RECORD EXTRACTS -
____
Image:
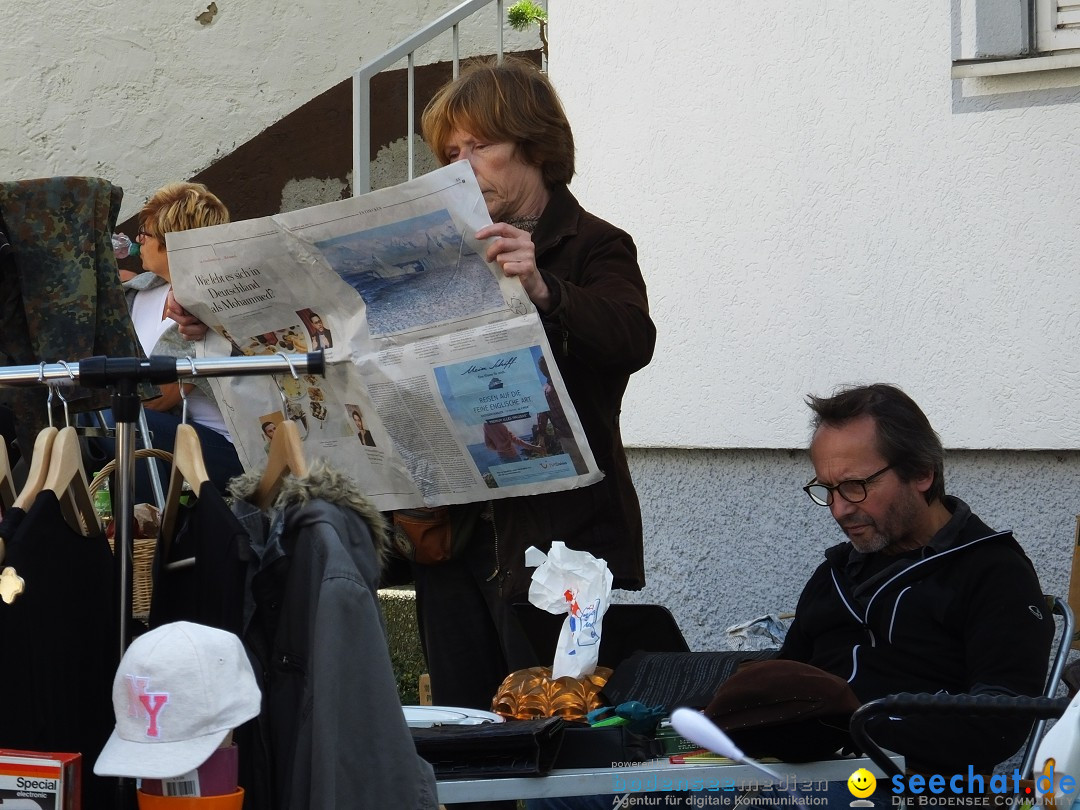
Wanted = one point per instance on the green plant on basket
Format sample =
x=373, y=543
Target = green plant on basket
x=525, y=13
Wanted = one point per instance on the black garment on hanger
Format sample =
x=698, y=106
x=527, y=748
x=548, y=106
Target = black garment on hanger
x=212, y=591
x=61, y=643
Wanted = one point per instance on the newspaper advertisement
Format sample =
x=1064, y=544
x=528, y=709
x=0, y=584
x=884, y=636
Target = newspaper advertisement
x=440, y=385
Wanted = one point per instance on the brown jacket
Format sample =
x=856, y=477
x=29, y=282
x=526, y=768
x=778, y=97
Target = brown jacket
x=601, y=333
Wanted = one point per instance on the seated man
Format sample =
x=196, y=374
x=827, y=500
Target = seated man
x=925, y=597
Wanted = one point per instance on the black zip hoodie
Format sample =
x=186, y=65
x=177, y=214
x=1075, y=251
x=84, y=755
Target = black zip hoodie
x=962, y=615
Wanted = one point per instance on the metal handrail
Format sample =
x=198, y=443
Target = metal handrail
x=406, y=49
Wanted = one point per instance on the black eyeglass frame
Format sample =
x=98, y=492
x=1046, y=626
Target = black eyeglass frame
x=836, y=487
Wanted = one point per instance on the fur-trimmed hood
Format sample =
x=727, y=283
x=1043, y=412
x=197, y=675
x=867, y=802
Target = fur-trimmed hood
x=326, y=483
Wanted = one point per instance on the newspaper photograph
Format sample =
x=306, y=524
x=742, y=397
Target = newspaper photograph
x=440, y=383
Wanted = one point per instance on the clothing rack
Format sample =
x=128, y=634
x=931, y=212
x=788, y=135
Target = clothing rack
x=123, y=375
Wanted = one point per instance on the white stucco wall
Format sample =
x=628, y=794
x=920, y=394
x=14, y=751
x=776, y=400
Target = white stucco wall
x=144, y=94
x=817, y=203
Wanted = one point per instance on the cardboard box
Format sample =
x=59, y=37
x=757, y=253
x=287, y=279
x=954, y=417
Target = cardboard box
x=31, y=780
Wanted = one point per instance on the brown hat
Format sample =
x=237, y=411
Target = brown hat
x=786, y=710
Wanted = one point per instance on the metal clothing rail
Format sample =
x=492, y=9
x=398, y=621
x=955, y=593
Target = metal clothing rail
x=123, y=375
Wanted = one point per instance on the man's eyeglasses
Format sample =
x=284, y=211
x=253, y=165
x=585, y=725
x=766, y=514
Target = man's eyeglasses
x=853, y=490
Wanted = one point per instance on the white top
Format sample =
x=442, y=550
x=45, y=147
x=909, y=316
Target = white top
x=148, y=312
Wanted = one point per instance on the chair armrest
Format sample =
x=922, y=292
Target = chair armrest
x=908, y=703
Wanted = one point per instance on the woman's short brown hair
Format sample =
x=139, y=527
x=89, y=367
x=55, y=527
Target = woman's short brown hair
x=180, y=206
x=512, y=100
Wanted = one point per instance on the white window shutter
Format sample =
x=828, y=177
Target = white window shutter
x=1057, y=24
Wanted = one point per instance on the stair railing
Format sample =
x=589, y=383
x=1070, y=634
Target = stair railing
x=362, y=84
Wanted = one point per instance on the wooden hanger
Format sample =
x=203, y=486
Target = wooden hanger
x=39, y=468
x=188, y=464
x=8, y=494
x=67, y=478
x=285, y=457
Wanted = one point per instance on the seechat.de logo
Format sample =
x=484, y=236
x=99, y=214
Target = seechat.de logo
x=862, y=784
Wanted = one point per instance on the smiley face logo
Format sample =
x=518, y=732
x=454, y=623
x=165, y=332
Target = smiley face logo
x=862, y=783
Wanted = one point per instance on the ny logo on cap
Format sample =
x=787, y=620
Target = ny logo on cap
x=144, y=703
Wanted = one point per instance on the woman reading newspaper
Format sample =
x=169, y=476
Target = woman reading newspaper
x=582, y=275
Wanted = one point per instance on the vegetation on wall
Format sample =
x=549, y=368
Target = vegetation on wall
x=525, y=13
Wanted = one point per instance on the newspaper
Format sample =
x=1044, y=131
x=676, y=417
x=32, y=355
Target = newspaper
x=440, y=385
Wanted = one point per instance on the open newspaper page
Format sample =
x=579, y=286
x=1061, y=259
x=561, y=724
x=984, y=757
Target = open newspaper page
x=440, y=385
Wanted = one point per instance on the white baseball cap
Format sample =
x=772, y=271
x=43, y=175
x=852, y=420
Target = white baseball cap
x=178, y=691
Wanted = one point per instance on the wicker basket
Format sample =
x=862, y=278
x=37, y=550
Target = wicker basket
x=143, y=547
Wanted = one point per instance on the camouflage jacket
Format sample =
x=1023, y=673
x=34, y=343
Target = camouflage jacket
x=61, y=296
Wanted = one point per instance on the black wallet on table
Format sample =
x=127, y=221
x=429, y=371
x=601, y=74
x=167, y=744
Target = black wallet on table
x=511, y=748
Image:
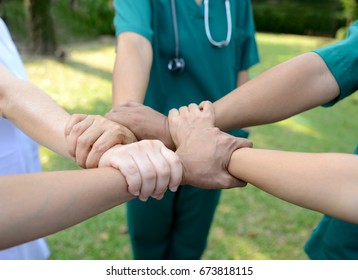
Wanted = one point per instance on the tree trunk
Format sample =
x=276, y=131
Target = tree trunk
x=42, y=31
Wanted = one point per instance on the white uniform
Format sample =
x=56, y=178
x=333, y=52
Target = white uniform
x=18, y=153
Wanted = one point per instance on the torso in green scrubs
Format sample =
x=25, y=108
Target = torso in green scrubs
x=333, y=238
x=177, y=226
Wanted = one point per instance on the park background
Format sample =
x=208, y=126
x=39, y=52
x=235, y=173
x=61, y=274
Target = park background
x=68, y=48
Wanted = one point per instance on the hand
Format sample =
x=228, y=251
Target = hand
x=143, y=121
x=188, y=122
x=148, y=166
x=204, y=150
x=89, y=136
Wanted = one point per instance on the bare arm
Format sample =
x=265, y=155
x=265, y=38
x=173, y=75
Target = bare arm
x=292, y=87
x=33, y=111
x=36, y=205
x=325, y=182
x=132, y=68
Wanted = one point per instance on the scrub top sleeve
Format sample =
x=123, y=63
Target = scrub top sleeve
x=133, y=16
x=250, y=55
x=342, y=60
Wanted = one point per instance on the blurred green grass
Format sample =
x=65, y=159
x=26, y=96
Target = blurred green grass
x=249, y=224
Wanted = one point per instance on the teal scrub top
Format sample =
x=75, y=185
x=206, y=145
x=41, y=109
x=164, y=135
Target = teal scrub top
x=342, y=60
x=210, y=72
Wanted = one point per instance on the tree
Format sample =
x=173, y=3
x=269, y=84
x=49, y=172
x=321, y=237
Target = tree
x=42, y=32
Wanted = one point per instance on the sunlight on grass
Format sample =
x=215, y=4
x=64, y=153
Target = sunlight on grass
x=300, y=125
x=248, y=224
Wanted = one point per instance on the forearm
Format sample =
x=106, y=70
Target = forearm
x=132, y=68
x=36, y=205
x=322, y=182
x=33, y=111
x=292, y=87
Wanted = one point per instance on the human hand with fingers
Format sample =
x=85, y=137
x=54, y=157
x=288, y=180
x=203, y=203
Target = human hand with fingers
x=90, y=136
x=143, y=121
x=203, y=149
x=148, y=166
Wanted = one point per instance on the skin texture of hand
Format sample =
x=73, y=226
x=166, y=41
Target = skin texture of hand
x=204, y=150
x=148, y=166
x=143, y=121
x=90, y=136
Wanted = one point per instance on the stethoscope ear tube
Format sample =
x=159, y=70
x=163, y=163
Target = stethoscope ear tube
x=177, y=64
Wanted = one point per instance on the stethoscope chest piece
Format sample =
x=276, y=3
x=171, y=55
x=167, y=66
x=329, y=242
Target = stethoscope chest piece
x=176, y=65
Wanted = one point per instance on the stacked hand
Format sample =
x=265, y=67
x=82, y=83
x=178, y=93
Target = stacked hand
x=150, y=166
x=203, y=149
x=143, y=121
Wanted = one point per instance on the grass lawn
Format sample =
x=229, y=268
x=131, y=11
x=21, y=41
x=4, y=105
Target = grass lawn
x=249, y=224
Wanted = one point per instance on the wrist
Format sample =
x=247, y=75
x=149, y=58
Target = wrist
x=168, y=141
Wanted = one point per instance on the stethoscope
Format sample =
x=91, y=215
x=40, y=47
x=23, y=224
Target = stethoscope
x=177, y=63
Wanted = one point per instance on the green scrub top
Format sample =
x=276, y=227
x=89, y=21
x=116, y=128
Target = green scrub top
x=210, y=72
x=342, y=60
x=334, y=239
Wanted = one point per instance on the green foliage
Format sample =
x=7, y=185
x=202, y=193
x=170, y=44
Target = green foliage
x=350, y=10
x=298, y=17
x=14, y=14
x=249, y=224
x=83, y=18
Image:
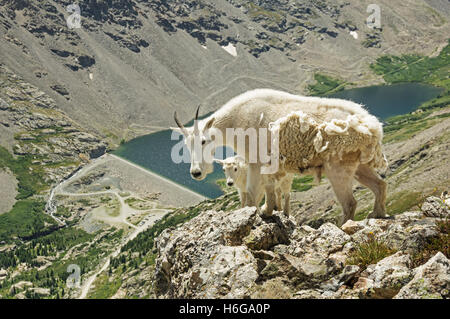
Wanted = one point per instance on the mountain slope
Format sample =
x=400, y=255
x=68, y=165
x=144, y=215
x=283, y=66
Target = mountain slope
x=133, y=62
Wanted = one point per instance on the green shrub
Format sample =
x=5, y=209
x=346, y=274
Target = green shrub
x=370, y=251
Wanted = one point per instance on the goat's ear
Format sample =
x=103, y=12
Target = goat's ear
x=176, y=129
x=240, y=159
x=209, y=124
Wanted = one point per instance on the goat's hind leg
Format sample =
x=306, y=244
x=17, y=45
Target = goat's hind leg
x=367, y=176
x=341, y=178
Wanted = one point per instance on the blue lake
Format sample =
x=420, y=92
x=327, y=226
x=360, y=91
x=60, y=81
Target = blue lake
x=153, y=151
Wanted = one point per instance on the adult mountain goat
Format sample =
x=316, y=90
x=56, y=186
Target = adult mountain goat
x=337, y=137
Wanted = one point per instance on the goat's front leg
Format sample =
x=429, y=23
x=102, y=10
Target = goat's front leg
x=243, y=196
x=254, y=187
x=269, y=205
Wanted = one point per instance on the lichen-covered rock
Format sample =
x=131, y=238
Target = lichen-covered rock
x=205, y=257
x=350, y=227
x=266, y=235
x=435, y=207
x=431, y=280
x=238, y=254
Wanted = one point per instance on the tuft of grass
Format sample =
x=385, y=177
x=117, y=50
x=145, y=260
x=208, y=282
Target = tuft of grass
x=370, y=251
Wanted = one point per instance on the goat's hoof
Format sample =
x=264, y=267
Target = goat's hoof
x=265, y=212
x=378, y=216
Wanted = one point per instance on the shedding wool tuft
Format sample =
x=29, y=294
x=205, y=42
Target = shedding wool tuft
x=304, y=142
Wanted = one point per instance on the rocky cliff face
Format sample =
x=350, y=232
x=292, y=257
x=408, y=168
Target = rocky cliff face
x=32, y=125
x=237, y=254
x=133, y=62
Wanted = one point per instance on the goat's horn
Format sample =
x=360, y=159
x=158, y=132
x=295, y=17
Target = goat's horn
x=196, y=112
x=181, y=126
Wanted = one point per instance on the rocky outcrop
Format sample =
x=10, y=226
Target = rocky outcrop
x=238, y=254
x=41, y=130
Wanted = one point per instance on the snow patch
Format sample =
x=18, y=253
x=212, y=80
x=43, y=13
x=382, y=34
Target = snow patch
____
EXERCISE -
Identify each line in the entries with the word "snow" and copy it.

EXERCISE OUTPUT -
Wanted = one point per instance on the snow patch
Target = snow patch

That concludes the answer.